• _Extract to read_
= = = =

The Survivorship Bias (sometimes styled Survivor Bias) is the human tendency to value the seen or available at the expense of the unseen.
Data, groups, things, and people that exist today receive the bulk of our attention. We discount and ignore historical things or people or failures.
Survivorship Bias is often a form of selection bias, and sometimes further of cherry picking.
Survivorship Bias, War, and Abraham Wald's Observation
In one of the most famous studies designed to counter survivorship bias, Abraham Wald set out to determine the weaknesses of airplanes in World War II for the Center of Naval Analyses' Statistical Research Group (SRG). His report, "A Method of Estimating Plane Vulnerability Based on Damage of Survivors" (PDF reprint here) is a clever way of reacting to incomplete and missing data on aircraft survival.
Noting the quantity and location of damage to aircraft that returned from battle, his colleagues had suggested adding armor in those areas. Wald pointed out that they were only seeing the surviving aircraft.
All of the downed aircraft weren't being studied - the damage they were seeing was, therefore, damage that the planes could survive:
Contra his coworkers, any additional armor or engineering should focus on the areas of the planes not showing damage. Those were the areas that couldn't sustain a hit.
Survivorship Bias and Your Finances and Career
Survivorship bias also rears its ugly head in finance and business. Because of the nature of data, it's easier to find records of things that exist than no longer exist. You need to be vigilant and watch out for situations where survivorship bias skews the data.
Survivorship Bias in Indexing
Consider an equity index such as the S&P 500. If you aggregated all of the current members of the S&P 500, you'd find something curious - that they outperformed the index itself.
Think about this for a second though... of course it should be the case. Indices can only include companies that currently exist but have the burden of the performance of companies that no longer do. There is a minimum trading price on many indices as well - indices literally remove companies for poor performance.
When companies fall from the index their past contribution to the index isn't scrubbed. Poor past performance remains baked into an index's history. When a new company joins the index, there's no provision to backdate statistics.
Indices only benefit from a new firm going forward.
And that's all it takes for that phenomenon to prove true - a bit of memory combined with the effects of poorly performing and successful companies. When you are aggregating performance outside an index, take care to include performance data from previously existing firms as well.

= = = =

• _Records provided_
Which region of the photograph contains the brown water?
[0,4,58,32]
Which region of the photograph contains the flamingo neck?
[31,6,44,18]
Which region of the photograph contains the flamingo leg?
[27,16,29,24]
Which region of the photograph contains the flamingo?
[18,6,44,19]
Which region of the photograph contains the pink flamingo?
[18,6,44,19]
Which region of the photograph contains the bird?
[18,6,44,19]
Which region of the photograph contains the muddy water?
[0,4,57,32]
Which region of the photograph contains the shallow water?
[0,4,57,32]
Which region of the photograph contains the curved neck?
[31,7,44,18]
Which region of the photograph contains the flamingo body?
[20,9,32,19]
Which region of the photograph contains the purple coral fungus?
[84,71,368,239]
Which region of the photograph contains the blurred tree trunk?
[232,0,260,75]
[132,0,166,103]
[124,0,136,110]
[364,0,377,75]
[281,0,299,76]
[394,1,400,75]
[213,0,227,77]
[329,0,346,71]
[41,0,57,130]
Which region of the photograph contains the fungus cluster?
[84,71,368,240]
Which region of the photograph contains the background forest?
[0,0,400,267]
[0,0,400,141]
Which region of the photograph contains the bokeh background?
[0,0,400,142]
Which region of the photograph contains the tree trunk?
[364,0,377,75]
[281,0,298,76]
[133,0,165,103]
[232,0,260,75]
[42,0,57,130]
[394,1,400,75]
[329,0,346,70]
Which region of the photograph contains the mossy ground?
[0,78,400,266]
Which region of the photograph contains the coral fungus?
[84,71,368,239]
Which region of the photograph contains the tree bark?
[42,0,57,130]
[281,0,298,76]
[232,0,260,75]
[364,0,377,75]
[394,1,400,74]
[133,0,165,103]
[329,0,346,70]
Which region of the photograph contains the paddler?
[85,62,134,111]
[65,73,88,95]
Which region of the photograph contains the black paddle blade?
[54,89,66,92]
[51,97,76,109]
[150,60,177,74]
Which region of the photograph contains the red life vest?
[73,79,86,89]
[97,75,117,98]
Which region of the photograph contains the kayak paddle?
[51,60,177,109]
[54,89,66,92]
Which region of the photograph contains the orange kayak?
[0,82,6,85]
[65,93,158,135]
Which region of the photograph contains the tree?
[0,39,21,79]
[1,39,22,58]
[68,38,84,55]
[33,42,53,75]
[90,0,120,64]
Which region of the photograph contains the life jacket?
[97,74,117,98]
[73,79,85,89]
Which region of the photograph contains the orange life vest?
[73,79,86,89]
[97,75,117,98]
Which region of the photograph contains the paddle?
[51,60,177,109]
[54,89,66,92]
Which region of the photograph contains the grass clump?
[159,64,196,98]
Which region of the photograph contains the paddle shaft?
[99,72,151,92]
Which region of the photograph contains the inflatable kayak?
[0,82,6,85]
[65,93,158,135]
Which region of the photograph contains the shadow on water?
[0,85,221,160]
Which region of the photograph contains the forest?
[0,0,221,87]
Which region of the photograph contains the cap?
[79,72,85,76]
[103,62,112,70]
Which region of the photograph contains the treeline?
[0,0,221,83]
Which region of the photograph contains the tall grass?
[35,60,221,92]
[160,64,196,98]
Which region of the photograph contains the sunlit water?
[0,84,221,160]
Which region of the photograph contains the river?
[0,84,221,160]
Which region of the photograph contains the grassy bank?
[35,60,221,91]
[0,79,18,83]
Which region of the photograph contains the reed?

= = = =

• _Tasks and exercises_
(1) In the survivorship bias piece, what did Abraham Wald's colleagues suggest doing after they noted the damage on aircraft that returned from battle?
(2) Decide whether each statement agrees with the survivorship bias piece, and answer yes or no. Quote the words from the piece that settle each one.
(a) Wald carried out his aircraft study for the Statistical Research Group.
(b) When a new company joins an index, its past statistics are backdated.
(c) Some indices drop companies because of poor performance.
(3) Write the next paragraph of the survivorship bias piece, starting after its final sentence.
The listing has no role in any of this work.

• _Final answers_
(1) They suggested adding armor in the areas where the returning aircraft showed damage.

(2)
(a) Yes: "for the Center of Naval Analyses' Statistical Research Group (SRG)"
(b) No: "When a new company joins the index, there's no provision to backdate statistics."
(c) Yes: "indices literally remove companies for poor performance."

(3)
Survivorship Bias in Investing
Viewing a friend's portfolio holdings or an investment company's list of funds usually shows a similar effect. What's presented to you, an individual investor, is a snapshot of successful picks and funds. What you see is often beating some index's performance over a fairly long period.
Yet again, we see the survivorship bias at work. Your friend may have sold poorly performing picks, leaving only long-running market beaters. Financial companies continuously cull or merge poorly performing funds and syndicates, leaving only high flyers with high annual returns around for their sales pitches.
Don't get caught up in hyped market-beating picks and funds or sales pitches and bragging sessions. The truth is, you are witnessing only a snapshot... poor performers left the sales deck a long time ago. You can't invest in a bad fund from the 1990s, but you'll surely see a few funds with long histories that did perform well.
And how much is the bias? In 1996, Elton, Gruber, and Blake studied the survivorship bias that comes from the attrition of mutual funds [PDF]. They found a 0.9% a year bias due to the lack of effect of missing under-performers. Remember, that's a year... the effect compounds for longer time periods.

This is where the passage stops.